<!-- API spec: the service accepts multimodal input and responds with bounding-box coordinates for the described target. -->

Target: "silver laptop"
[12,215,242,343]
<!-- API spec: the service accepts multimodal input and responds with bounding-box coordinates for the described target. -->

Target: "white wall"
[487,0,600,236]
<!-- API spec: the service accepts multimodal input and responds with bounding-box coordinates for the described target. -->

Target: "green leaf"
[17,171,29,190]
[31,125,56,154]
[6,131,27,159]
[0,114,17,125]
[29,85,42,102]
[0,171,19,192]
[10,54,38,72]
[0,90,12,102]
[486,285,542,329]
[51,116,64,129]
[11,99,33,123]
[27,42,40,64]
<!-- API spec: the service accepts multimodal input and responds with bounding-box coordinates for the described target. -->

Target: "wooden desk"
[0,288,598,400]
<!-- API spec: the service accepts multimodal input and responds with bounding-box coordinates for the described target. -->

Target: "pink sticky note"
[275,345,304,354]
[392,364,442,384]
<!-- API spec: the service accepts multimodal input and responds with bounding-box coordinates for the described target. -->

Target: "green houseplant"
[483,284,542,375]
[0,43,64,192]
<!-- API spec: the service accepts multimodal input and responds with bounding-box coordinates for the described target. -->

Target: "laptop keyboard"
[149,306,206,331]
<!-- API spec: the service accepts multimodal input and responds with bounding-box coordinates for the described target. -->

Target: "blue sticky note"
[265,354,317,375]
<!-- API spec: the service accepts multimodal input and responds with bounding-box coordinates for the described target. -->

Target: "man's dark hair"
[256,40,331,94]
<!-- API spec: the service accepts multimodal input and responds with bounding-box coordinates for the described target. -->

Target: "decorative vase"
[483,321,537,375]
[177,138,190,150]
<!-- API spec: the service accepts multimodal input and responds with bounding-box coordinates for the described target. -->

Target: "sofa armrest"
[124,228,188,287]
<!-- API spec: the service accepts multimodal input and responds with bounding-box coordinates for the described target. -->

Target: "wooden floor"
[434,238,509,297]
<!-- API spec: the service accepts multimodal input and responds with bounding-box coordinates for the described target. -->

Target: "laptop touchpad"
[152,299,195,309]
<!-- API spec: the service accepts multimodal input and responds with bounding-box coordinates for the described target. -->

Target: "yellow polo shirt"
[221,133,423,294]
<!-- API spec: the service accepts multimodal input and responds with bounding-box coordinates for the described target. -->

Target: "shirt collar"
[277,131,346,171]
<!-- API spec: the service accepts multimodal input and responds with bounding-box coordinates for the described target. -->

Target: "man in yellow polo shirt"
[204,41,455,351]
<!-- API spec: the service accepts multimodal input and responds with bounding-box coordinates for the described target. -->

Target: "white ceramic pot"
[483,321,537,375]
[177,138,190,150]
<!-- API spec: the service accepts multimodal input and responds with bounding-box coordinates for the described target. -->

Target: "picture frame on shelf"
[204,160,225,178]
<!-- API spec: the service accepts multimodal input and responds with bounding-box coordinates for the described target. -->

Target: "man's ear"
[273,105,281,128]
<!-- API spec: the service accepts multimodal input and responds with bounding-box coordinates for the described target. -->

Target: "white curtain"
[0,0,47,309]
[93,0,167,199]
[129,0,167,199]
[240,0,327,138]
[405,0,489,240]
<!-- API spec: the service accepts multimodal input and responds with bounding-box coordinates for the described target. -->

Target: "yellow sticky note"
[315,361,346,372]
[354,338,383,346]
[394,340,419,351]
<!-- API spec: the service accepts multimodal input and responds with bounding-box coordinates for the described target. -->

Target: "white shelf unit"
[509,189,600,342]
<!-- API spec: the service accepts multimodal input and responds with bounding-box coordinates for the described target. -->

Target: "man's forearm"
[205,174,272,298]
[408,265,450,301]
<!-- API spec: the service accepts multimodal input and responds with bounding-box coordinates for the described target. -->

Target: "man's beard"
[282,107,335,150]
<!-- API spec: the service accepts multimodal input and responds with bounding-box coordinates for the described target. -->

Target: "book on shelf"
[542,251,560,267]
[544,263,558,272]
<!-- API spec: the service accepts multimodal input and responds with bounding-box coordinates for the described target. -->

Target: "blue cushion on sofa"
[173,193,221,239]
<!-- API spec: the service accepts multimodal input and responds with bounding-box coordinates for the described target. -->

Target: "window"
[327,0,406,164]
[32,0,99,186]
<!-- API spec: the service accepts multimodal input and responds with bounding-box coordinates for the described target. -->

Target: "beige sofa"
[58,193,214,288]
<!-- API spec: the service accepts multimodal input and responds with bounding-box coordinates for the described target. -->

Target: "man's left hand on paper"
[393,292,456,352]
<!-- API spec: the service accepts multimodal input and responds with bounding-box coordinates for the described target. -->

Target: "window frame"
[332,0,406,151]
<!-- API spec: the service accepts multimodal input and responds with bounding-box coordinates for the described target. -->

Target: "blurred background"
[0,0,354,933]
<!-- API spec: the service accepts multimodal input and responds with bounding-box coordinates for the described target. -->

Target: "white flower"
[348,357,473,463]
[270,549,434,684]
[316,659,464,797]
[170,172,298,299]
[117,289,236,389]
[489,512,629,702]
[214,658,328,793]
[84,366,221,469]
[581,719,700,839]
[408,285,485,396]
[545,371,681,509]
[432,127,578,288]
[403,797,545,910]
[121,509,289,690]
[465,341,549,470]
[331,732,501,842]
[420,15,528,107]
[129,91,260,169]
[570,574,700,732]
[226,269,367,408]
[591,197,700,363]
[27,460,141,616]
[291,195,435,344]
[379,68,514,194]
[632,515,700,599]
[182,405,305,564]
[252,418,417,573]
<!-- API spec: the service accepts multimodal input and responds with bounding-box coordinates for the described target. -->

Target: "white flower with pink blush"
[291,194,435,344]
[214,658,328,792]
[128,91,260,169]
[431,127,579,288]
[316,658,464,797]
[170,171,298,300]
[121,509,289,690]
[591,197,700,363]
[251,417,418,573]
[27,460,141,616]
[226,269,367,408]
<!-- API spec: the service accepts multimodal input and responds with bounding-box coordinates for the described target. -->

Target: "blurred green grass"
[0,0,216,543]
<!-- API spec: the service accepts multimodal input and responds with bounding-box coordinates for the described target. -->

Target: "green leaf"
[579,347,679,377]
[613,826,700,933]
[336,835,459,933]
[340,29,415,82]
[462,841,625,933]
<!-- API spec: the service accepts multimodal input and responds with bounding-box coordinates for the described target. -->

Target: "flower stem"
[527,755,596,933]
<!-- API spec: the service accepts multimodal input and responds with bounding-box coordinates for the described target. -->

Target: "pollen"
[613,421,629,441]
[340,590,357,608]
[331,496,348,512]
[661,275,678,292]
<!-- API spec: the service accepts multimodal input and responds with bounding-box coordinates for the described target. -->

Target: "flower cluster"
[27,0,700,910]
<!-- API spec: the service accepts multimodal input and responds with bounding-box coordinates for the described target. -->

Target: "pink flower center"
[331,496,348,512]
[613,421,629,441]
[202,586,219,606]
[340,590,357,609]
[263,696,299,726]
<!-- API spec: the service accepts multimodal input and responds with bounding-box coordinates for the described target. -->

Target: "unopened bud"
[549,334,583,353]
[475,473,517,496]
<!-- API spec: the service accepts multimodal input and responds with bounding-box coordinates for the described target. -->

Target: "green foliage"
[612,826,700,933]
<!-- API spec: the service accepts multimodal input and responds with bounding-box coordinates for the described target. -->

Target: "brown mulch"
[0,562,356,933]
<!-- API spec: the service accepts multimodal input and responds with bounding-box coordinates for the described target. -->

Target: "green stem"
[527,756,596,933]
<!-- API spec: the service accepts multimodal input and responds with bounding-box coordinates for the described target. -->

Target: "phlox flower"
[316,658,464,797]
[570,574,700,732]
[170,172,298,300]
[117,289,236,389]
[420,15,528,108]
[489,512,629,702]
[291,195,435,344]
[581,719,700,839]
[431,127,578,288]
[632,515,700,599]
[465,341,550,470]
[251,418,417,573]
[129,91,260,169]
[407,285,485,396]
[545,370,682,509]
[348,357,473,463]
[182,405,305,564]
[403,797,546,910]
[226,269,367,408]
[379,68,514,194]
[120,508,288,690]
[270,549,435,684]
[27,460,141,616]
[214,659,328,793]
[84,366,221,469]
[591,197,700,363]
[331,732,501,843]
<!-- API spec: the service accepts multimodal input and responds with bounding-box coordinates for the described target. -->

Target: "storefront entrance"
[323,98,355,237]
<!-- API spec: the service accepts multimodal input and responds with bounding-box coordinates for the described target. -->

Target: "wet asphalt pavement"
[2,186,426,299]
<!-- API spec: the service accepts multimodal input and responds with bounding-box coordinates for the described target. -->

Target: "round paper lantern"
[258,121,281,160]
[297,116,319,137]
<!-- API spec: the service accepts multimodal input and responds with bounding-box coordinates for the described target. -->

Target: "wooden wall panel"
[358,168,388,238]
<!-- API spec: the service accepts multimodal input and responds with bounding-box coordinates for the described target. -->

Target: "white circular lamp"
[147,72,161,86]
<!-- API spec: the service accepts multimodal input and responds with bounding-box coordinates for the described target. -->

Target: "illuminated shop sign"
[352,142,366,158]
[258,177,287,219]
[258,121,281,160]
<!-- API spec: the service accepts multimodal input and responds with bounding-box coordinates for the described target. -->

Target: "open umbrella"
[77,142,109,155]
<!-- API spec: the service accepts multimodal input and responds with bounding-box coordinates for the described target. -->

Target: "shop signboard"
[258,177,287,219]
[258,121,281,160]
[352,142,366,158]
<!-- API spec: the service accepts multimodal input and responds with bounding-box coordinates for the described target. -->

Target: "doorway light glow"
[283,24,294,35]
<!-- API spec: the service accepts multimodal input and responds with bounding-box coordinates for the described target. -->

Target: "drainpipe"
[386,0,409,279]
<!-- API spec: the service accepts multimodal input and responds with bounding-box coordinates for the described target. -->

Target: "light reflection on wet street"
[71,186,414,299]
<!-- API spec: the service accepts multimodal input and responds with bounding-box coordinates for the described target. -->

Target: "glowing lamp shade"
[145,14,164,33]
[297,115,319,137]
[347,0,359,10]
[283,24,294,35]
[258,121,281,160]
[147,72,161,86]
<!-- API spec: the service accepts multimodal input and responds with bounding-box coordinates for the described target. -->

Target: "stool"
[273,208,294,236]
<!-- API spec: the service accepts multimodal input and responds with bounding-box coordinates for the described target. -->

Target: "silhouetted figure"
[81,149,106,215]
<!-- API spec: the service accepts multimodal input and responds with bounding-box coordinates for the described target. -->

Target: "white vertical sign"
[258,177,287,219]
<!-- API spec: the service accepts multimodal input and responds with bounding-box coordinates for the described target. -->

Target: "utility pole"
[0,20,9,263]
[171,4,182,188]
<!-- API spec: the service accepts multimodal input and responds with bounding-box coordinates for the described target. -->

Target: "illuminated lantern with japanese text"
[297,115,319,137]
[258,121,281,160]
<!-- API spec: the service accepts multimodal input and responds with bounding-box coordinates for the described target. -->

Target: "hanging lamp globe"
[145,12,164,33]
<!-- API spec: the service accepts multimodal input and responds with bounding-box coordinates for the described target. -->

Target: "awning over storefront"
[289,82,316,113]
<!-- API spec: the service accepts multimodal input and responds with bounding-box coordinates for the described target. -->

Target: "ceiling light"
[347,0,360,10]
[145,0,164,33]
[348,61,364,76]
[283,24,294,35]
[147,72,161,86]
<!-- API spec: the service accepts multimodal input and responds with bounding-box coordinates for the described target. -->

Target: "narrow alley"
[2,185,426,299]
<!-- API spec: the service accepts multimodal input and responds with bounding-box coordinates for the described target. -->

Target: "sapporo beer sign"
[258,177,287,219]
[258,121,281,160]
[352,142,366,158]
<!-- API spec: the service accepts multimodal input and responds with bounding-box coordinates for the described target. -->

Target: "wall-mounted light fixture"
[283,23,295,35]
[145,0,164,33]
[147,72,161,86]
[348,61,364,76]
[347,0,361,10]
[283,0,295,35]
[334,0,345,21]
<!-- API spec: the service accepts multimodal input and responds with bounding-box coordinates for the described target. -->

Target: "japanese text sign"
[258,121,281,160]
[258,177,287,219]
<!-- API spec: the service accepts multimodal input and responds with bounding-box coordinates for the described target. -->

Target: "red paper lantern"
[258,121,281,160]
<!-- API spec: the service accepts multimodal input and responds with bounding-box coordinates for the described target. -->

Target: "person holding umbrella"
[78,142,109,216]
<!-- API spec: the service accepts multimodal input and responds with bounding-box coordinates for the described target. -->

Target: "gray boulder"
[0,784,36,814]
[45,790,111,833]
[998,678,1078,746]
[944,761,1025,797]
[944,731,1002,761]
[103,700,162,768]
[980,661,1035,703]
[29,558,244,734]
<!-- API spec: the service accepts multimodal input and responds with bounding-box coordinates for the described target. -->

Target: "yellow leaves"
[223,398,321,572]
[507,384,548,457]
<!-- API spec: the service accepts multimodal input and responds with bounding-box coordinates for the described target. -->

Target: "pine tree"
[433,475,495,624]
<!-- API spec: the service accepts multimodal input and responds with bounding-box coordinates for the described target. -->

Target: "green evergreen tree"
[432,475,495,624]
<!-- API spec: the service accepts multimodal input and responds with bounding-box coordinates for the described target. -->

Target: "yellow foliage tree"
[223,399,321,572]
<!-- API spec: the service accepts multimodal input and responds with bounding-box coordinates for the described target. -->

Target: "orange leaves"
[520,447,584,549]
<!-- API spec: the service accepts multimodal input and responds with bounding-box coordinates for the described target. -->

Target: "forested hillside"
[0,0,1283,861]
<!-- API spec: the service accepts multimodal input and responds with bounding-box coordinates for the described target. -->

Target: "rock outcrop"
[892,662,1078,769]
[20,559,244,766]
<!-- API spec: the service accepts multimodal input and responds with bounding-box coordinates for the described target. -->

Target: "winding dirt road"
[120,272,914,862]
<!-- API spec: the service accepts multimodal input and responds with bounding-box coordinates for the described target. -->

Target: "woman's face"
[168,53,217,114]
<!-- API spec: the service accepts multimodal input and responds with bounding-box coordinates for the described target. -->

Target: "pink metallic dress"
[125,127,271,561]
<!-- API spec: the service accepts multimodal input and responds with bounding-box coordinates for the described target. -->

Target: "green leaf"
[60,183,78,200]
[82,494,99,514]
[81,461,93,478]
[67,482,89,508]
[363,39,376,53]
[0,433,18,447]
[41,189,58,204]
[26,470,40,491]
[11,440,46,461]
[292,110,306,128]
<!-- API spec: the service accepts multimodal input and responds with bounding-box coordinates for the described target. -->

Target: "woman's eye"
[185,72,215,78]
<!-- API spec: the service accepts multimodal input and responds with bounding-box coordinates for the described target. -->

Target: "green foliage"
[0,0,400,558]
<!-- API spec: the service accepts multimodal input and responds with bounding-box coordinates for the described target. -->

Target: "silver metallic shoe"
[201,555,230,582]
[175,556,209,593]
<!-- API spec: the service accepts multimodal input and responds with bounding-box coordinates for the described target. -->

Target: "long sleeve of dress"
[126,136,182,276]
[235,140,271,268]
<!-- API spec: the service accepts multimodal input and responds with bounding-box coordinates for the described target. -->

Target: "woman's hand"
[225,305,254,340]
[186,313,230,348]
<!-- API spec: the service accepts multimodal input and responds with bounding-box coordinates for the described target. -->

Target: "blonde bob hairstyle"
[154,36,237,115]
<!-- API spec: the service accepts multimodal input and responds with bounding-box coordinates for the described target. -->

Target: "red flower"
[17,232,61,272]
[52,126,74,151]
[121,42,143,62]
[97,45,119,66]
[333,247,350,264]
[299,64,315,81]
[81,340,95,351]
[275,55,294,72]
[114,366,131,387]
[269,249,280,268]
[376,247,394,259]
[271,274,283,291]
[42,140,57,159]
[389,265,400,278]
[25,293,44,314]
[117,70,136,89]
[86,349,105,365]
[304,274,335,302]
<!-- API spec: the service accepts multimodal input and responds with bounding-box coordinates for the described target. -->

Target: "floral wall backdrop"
════════════════════
**PROBLEM REQUIREMENTS**
Copy the material from its start through the line with "[12,215,242,343]", both ends included, and increase every bounding-box coordinate in the answers by 16.

**SOLUTION TO THIS PROBLEM**
<!-- API spec: the service accepts multimodal input and responds with bounding-box coordinates for the described target. -->

Target: "silver laptop"
[28,231,258,359]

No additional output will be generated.